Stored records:
- - - -
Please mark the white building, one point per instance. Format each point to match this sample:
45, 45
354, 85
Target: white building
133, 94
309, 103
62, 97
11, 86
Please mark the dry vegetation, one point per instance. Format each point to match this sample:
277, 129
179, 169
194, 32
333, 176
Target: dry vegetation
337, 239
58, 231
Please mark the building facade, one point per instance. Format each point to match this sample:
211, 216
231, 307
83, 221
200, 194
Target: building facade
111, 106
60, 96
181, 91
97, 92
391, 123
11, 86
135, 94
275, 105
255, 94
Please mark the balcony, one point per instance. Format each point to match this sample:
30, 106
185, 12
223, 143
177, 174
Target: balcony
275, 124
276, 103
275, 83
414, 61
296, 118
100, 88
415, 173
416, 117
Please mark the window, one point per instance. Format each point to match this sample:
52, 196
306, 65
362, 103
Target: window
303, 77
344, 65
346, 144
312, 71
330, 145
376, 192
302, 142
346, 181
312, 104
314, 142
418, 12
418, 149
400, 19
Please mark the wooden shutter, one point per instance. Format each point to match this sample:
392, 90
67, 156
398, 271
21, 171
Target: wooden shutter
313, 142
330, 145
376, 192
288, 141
- - - -
:: EXERCISE OBJECTIVE ::
Every record must be transcribed exactly as written.

:: OUTPUT OF THE TASK ::
Please mark the white building, one point per instance. Format each point to match this sample:
45, 45
354, 85
Target: white building
133, 94
309, 103
62, 97
11, 86
Please mark the dry vegetation, one point per instance. Format each point to match this sample:
277, 129
179, 169
194, 32
333, 176
Target: dry vegetation
337, 239
58, 231
Please mark the building facade, one point per instance. Format each point to match this sample:
211, 216
231, 307
83, 221
200, 194
Target: building facade
111, 106
60, 96
181, 91
97, 92
391, 123
11, 86
135, 94
275, 105
255, 94
Please mark the balcony, one point per instance. Format each point to match this sample:
30, 106
185, 12
223, 143
177, 174
Target: balcony
275, 124
276, 103
275, 83
414, 61
296, 118
100, 88
415, 173
416, 117
Please mark the window, one point per instance. Format each point to match this sample:
52, 196
306, 65
362, 103
Target: window
303, 77
344, 65
346, 144
312, 71
330, 145
376, 192
302, 142
346, 181
312, 104
314, 142
418, 12
418, 149
400, 19
Please mark the wooden shutter, one point per instance. Format each point to match this sample:
392, 90
67, 156
398, 271
21, 171
Target: wooden shutter
313, 142
330, 145
376, 192
288, 141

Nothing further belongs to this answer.